(Referring expression data)
-- -- --
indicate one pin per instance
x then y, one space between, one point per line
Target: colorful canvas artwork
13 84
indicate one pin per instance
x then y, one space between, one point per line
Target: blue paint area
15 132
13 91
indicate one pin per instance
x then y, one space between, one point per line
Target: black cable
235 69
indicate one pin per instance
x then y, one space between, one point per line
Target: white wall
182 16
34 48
-- -- --
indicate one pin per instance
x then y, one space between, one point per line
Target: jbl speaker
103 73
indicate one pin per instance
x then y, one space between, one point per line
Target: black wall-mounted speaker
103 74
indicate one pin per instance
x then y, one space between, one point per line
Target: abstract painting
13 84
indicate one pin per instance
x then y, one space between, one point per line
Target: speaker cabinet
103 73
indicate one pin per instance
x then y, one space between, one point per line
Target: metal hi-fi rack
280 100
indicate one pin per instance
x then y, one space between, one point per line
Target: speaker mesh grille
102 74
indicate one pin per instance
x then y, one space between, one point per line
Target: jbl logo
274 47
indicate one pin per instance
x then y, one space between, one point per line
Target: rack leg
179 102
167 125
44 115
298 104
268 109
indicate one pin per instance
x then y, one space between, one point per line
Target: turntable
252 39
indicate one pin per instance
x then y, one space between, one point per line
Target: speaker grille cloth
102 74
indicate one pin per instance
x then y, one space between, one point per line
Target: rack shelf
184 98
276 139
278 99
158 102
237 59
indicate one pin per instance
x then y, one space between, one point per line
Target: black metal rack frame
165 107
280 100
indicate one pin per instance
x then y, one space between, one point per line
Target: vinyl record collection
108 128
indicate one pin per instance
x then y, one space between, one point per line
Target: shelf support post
-- -- --
ASSIGNMENT: Give back the records above exactly, limited to the lines between the one holding "Target: abstract painting" and the one holding "Target: shelf support post", inclusive.

WRITTEN SOLUTION:
Target: abstract painting
13 84
indicate one pin per instance
x then y, one space between, one point per line
Target: speaker cabinet
103 73
indicate one pin per instance
x then y, one space between, one point per line
Target: metal hi-fi rack
280 100
indicate one pin per instance
x then y, one space between, one point per line
Target: speaker mesh grille
102 74
indicate one pin per instance
x then y, one space between, one point per line
Target: jbl logo
274 47
indicate one pin per instance
x then y, one space between, one point per line
Target: rack leg
179 102
167 125
44 115
298 104
268 109
indicate one pin per instance
x then y, one space between, one point per line
Target: turntable
252 39
indicate one pin per instance
x then y, one space between, one point per line
Target: speaker grille cloth
102 74
indicate one pin per instance
x then y, one space between, one point per line
Target: rack shelf
184 98
276 139
278 99
158 102
237 59
indicate one pin per instance
x then y, one space between, one point per line
Target: black metal rack frame
165 107
280 100
indicate one pin per instance
x then y, one space between, one point per line
Target: vinyl record collection
108 128
indicate one pin per instance
x then y, one space between, one point per line
Target: shelf support post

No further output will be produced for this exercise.